BAHAN TUGAS:
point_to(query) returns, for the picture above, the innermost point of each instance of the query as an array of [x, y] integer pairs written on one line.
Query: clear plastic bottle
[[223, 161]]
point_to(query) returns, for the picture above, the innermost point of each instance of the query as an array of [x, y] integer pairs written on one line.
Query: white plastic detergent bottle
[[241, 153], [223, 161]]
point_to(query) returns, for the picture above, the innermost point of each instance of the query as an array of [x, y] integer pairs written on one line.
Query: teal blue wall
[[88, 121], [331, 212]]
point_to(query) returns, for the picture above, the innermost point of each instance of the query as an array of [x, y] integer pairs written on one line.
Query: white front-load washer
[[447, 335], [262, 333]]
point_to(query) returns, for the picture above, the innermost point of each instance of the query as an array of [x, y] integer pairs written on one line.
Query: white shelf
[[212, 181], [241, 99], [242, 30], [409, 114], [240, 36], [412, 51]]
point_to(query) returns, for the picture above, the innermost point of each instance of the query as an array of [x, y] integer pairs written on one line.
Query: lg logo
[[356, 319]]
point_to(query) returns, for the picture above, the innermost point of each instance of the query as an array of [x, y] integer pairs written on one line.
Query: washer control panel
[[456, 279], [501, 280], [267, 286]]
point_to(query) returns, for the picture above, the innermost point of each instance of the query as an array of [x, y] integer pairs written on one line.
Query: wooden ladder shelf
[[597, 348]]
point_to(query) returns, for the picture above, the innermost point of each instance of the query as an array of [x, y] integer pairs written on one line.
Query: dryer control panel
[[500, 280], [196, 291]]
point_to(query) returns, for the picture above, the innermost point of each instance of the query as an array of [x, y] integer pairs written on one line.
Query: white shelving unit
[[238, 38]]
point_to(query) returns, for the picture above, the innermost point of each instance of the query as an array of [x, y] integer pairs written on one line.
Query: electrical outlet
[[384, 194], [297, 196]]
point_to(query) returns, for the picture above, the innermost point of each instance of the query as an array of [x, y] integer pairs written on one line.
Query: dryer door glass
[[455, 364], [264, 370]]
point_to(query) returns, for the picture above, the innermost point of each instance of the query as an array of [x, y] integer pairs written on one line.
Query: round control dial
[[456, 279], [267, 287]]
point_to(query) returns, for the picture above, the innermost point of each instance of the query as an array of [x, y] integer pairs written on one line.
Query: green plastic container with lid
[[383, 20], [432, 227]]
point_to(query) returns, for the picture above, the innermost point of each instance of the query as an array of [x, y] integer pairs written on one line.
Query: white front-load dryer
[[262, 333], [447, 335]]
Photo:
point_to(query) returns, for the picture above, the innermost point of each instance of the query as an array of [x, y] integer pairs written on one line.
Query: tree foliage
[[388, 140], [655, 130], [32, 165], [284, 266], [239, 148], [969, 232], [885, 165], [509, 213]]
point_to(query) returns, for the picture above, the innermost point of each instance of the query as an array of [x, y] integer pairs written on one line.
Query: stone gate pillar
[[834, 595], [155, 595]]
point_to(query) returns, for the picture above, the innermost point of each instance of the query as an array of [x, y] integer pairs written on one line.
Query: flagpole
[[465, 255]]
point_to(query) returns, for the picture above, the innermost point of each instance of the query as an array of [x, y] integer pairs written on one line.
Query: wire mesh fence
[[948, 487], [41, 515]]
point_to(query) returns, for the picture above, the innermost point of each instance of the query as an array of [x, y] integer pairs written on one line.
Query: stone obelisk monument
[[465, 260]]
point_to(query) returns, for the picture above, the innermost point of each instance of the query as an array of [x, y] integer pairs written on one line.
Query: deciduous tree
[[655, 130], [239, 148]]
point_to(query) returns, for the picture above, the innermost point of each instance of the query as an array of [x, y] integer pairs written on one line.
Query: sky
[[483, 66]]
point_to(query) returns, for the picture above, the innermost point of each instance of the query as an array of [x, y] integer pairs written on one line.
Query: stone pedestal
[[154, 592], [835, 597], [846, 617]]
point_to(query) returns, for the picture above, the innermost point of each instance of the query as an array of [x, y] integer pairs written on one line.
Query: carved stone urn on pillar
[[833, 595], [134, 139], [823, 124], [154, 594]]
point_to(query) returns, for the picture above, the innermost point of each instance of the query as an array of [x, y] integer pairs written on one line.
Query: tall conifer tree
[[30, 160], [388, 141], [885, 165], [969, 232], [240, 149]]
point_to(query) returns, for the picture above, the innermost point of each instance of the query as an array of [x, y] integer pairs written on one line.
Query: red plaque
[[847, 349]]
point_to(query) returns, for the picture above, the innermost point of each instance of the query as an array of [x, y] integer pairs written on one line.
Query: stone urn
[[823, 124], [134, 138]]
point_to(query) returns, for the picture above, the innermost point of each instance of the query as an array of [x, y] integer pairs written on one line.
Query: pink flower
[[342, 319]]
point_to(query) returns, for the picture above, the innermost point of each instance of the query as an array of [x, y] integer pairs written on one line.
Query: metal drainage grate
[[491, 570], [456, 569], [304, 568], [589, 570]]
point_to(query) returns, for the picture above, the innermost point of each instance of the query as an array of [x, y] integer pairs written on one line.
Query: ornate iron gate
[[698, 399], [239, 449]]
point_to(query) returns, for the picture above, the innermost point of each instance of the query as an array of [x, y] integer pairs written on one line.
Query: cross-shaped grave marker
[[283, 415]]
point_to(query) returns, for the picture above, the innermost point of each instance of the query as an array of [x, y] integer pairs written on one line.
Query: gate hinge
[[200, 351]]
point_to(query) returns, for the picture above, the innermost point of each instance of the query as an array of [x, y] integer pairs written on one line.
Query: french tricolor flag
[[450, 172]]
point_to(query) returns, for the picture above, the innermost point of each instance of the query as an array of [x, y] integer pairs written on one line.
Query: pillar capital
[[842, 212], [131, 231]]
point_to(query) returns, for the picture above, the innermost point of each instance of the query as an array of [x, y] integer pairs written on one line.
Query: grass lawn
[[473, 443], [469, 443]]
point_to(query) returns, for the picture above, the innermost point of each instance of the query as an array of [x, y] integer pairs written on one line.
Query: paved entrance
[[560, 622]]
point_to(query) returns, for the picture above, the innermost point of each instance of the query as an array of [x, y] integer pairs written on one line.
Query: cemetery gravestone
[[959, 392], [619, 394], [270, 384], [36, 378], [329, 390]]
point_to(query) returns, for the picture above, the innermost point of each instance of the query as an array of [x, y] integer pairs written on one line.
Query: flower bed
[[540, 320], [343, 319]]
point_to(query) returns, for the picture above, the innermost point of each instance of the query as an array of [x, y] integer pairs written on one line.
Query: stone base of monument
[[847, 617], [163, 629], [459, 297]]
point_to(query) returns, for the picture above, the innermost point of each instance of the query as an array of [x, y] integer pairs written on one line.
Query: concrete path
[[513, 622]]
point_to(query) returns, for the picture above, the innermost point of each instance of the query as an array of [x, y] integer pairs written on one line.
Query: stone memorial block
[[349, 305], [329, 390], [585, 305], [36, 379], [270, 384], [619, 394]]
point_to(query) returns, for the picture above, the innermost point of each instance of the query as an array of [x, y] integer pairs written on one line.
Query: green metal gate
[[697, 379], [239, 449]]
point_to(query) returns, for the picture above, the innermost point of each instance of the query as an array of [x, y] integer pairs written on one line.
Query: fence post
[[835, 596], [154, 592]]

PERINTAH TUGAS: Tulis ulang semua baris item di atas, dari awal item hingga baris yang memuat "[[241, 153], [223, 161]]" (baris itu ikut), termasuk permintaannya. Geser setiap angka koordinat dalam jawaban dengan menambahkan 3.

JAWABAN:
point_to(query) returns, for the picture above, the innermost point of each instance of the query as an array of [x, y] integer pairs written on one line.
Query: clear plastic bottle
[[226, 164]]
point_to(query) returns, for the picture above, the innermost point of each instance of the query as an array of [x, y] integer pairs written on one line.
Query: white plastic detergent bottle
[[244, 156], [226, 164]]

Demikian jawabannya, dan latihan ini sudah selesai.